> PROBLEM REQUIREMENTS:
Each line of the entries below that holds "sliced" is needed, copied in full.

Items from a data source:
====

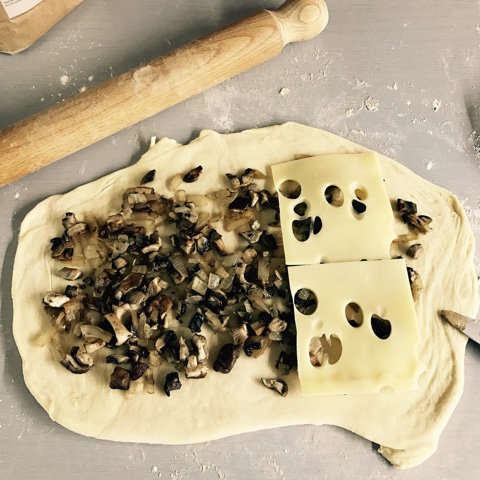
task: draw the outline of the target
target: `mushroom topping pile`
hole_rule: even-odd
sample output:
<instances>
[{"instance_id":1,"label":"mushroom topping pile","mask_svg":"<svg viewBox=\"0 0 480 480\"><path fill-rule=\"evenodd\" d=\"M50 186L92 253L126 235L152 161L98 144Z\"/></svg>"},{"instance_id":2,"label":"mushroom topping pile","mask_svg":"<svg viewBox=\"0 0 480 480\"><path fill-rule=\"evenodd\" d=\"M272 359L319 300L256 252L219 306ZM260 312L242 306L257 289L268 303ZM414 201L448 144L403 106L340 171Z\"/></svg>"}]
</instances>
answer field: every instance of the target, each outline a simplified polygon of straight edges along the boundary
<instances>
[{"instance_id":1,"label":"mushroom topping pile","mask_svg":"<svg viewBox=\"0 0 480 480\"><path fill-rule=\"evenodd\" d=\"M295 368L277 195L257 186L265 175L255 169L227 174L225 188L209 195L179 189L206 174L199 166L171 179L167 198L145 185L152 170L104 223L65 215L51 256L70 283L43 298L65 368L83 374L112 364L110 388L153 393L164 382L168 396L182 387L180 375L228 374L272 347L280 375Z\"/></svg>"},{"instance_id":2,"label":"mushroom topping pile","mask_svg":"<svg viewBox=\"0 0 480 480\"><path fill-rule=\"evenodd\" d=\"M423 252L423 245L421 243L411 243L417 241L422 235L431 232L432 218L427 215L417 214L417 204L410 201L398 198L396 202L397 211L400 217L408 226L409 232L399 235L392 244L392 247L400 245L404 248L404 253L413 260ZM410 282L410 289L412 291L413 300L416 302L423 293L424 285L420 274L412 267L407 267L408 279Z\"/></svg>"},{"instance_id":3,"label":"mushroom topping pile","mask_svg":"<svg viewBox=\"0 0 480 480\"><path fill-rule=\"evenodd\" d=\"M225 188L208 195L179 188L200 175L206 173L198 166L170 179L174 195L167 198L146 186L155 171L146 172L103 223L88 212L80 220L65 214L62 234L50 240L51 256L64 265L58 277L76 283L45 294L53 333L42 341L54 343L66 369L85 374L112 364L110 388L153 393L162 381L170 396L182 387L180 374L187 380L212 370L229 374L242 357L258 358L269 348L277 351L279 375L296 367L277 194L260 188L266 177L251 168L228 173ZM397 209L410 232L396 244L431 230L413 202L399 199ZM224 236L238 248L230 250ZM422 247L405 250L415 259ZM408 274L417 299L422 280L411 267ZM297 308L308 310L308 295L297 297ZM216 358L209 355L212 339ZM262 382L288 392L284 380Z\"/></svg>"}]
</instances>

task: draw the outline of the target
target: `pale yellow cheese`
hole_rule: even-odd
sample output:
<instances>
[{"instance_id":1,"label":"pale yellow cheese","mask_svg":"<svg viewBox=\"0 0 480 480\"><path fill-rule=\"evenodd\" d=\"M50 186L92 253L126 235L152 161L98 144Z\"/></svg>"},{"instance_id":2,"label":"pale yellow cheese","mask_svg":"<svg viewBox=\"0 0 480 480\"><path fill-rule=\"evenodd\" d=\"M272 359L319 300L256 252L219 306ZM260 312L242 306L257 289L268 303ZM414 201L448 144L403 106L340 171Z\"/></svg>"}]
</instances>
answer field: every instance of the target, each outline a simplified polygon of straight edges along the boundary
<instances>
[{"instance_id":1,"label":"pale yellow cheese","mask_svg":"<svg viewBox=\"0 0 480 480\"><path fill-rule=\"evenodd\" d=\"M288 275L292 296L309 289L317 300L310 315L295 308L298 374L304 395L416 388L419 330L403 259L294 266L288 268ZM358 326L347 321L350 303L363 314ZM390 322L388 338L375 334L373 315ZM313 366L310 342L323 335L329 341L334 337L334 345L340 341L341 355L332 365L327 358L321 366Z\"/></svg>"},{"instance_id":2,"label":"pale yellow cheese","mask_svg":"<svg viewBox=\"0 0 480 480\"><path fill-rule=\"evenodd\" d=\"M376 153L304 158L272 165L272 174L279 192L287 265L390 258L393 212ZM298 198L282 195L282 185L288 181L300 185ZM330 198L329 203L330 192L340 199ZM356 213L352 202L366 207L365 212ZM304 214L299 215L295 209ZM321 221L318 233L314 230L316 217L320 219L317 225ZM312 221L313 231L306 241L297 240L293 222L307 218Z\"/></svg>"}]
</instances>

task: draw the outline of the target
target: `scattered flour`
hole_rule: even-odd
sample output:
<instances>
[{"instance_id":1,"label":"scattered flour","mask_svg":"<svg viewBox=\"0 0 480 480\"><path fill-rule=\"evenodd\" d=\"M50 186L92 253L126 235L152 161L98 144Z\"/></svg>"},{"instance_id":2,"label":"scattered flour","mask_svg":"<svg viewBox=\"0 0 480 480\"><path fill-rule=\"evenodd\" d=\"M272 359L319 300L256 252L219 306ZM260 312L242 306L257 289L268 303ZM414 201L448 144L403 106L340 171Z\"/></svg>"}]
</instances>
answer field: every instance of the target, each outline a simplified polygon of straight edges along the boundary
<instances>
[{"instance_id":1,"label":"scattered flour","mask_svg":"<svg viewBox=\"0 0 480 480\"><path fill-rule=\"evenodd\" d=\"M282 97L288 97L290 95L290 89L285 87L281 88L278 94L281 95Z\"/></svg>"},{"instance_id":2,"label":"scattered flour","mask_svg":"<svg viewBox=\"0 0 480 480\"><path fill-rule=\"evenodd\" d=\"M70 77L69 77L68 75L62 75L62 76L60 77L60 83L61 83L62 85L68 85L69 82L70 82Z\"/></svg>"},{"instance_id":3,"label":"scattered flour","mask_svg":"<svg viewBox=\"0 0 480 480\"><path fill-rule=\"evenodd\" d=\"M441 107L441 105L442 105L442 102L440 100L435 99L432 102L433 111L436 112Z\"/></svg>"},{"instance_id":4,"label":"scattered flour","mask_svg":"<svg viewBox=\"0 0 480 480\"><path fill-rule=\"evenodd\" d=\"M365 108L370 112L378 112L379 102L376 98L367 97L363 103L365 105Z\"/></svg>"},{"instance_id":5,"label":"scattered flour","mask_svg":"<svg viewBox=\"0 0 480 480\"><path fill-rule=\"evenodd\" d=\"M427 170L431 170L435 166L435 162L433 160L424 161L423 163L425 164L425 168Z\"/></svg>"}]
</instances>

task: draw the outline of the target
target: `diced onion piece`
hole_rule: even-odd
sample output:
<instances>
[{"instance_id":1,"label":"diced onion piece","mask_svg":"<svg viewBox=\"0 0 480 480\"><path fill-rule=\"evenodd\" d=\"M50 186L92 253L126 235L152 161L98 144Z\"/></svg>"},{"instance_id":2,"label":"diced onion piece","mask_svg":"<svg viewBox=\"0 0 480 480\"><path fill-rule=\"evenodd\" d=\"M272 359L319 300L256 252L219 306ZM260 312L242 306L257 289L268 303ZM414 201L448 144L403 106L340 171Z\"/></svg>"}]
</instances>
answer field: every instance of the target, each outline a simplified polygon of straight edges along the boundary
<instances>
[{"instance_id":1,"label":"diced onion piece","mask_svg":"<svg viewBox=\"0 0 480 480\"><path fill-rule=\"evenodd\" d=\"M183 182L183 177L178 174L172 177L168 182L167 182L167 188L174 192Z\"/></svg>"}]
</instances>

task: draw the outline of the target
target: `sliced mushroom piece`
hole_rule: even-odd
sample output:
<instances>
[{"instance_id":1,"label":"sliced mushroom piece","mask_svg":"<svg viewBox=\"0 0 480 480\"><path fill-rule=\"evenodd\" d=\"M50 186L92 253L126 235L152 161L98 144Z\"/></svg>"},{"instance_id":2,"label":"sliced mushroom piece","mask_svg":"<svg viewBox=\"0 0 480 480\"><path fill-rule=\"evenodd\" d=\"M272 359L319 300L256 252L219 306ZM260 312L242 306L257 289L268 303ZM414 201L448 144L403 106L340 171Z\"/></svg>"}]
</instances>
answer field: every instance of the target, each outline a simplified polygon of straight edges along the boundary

====

> RESPONSE TO THIS EXERCISE:
target: `sliced mushroom piece`
[{"instance_id":1,"label":"sliced mushroom piece","mask_svg":"<svg viewBox=\"0 0 480 480\"><path fill-rule=\"evenodd\" d=\"M50 186L92 253L126 235L152 161L98 144Z\"/></svg>"},{"instance_id":2,"label":"sliced mushroom piece","mask_svg":"<svg viewBox=\"0 0 480 480\"><path fill-rule=\"evenodd\" d=\"M272 359L319 300L256 252L219 306ZM260 312L242 306L257 289L268 303ZM414 201L448 144L403 106L340 171Z\"/></svg>"}]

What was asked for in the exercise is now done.